- [REQUIRED TASK 1]
Return the stretch of the play announcement from "Lunatic Theatre And Richardson Theatre Centre Come" through "grit and love.", copied word for word.

Start of EXCERPT TO READ

Lunatic Theatre And Richardson Theatre Centre Come Together To Bring A Classic To The Local Stage

Made famous by Spencer Tracy, Katherine Hepburn and Sidney Poitier, the film produced in 1967, Guess Who’s Coming TO DINNER became an instant classic. Tackling the controversial topic of interracial marriage, GWCTD remains relevant today. Expertly adapted for the stage by Todd Kreidler, William Rose’s screenplay doesn’t lose any of it’s warmth, humor, grit and love.

GWCTD is being co-produced by Lunatic Theatre and Richardson Theatre Centre and will run June 7-23 at Richardson Theatre Centre, (518 W. Arapaho Rd. Suite 113, Richardson, TX 75080) Tickets range from $20-$22. Tickets may be reserved by calling 972-699-1130 and press 1 to leave a message. Tickets are paid for at the box office the night of the show.

A progressive white couple’s proud liberal sensibilities are put to the test when their daughter brings her black fiance home to meet them in this fresh and relevant stage adaptation of the iconic film Guess Who’s Coming to Dinner. Blindsided by their daughter’s whirlwind romance and fearful for her future, Matt and Christina Drayton quickly come to realize the difference between supporting a mixed-race couple in your newspaper and welcoming one into your family–especially in 1967. But they’re surprised to find they aren’t the only ones with concerns about the match, and it’s not long before a multi-family clash of racial and generational difference sweeps across the Draytons’ idyllic San Francisco terrace. At the end of the day, will the love between young Joanna and John prevail? With humor and insight, Guess Who’s Coming To Dinner begins a conversation sure to continue at dinner tables long after the curtain comes down.

End of EXCERPT TO READ
Start of MATERIAL PROVIDED

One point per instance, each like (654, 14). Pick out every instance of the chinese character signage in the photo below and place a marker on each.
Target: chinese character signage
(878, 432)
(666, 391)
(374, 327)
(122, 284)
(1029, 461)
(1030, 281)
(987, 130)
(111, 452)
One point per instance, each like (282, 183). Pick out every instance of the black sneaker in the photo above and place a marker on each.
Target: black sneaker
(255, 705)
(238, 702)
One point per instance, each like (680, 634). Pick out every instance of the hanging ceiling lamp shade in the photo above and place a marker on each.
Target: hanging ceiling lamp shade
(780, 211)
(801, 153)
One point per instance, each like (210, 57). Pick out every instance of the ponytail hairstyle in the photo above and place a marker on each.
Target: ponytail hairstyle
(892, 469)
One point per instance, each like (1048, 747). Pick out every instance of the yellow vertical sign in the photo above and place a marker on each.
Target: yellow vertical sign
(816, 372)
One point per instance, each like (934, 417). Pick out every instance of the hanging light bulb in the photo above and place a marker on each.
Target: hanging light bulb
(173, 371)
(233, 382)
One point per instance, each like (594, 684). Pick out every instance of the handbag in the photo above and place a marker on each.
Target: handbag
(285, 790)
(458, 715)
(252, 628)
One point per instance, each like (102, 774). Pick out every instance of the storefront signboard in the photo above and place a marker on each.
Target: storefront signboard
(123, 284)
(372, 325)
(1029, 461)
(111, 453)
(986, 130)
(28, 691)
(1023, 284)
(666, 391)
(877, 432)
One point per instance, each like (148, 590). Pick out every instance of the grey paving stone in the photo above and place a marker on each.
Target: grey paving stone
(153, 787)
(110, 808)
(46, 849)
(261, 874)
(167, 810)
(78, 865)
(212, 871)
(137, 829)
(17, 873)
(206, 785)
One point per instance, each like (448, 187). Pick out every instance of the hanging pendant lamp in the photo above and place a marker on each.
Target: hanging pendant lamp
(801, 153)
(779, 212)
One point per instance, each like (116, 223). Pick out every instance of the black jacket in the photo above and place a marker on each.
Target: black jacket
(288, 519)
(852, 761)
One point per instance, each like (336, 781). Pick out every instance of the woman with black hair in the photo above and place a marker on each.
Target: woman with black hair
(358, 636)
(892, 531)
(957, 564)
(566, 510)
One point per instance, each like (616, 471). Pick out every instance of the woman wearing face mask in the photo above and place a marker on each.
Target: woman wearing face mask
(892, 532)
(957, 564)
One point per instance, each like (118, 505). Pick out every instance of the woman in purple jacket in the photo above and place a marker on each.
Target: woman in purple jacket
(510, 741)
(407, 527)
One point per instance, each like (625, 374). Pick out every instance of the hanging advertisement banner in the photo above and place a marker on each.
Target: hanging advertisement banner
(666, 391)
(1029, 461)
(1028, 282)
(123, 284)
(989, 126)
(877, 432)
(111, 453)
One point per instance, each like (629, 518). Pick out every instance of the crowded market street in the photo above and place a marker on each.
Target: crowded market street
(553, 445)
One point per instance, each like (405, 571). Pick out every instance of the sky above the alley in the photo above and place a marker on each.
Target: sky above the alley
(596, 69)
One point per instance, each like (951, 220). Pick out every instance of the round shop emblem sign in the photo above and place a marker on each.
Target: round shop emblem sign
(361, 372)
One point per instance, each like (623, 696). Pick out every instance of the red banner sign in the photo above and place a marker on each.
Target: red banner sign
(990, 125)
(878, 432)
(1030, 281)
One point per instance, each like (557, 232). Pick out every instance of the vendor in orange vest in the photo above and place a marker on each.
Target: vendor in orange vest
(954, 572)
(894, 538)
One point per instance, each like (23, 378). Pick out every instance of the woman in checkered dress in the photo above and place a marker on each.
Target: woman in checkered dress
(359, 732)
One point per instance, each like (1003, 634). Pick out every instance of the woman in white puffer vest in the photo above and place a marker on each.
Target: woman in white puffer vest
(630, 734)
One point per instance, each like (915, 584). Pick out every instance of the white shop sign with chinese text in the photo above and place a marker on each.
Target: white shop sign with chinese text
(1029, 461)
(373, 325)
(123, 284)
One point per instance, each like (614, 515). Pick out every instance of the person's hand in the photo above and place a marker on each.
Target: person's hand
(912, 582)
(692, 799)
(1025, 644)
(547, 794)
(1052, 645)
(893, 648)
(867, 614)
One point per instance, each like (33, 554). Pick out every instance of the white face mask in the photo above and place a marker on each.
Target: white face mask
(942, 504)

End of MATERIAL PROVIDED

- [REQUIRED TASK 2]
In the listing, replace "white face mask" with "blue face mask" in the stretch from the line containing "One point per instance, each like (33, 554)." through the end of the listing, and give back only that stretch with nothing else changed.

- [WRITTEN ANSWER 1]
Lunatic Theatre And Richardson Theatre Centre Come Together To Bring A Classic To The Local Stage

Made famous by Spencer Tracy, Katherine Hepburn and Sidney Poitier, the film produced in 1967, Guess Who’s Coming TO DINNER became an instant classic. Tackling the controversial topic of interracial marriage, GWCTD remains relevant today. Expertly adapted for the stage by Todd Kreidler, William Rose’s screenplay doesn’t lose any of it’s warmth, humor, grit and love.

- [WRITTEN ANSWER 2]
One point per instance, each like (33, 554). Pick out every instance of the blue face mask in the photo above and place a marker on each.
Target: blue face mask
(942, 504)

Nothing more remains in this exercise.